This blog post is part of my discussion about the course I taught, "Gender and Clothing in Shakespeare's Plays." It is a texts and contexts course, and the unit on Antony and Cleopatra is focused on the "tragedy" of female authority, particularly queenship.
In conjunction with Act 4, I assign the following contextual materials that build on our discussion of the episode between Radigund and Artegall in Spenser's Faerie Queene:
- A brief overview of the following myths (N.B., this website has many typos in it, but it is valuable because it synthesizes the mythic stories of Hercules from an impressive array of sources):
- Hercules and Omphale at this site.
-
Nessus and the attempted rape of Hercules' wife Deianira at this link.
- The death of Hercules at this site.

__Data below__.
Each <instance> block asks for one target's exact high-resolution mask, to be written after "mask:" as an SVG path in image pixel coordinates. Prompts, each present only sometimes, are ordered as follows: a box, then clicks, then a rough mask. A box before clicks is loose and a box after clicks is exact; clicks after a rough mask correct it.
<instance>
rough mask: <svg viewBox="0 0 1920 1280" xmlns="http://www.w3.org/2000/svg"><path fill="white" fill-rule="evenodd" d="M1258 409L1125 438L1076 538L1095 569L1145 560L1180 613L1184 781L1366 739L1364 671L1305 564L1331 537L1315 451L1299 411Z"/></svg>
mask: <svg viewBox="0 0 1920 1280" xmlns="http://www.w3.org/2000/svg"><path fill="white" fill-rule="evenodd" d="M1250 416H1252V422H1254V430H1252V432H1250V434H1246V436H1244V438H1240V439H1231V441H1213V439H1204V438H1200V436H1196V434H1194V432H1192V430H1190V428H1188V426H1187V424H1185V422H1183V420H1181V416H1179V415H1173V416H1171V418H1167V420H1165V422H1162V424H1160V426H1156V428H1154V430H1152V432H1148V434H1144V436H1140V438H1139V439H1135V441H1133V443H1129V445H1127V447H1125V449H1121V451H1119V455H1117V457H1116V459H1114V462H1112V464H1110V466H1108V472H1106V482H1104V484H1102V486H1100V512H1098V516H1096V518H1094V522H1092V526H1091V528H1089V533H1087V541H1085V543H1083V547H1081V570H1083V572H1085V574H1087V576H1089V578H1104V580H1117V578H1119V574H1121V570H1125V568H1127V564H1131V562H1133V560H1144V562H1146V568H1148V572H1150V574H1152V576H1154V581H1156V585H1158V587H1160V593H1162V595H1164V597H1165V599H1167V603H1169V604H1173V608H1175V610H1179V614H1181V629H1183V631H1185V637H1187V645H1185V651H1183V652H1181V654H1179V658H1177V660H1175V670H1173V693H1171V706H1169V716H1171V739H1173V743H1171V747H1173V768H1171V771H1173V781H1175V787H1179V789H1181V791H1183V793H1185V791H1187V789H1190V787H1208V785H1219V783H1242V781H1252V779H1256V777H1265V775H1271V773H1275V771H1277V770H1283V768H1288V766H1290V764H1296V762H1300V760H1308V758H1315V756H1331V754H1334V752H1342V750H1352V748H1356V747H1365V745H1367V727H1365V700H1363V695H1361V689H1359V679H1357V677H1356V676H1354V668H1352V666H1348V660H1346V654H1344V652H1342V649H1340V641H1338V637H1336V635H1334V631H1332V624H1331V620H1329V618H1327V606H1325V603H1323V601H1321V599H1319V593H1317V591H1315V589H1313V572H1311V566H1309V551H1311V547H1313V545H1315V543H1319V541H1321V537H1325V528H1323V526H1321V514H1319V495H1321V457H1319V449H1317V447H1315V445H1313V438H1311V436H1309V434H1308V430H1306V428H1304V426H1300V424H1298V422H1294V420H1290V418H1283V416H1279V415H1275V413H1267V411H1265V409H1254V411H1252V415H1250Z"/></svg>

__Exercise__.
Return the blog post about the Shakespeare course above word for word, in full.

__The completed task__.
This blog post is part of my discussion about the course I taught, "Gender and Clothing in Shakespeare's Plays." It is a texts and contexts course, and the unit on Antony and Cleopatra is focused on the "tragedy" of female authority, particularly queenship.
In conjunction with Act 4, I assign the following contextual materials that build on our discussion of the episode between Radigund and Artegall in Spenser's Faerie Queene:
- A brief overview of the following myths (N.B., this website has many typos in it, but it is valuable because it synthesizes the mythic stories of Hercules from an impressive array of sources):
- Hercules and Omphale at this site.
-
Nessus and the attempted rape of Hercules' wife Deianira at this link.
- The death of Hercules at this site.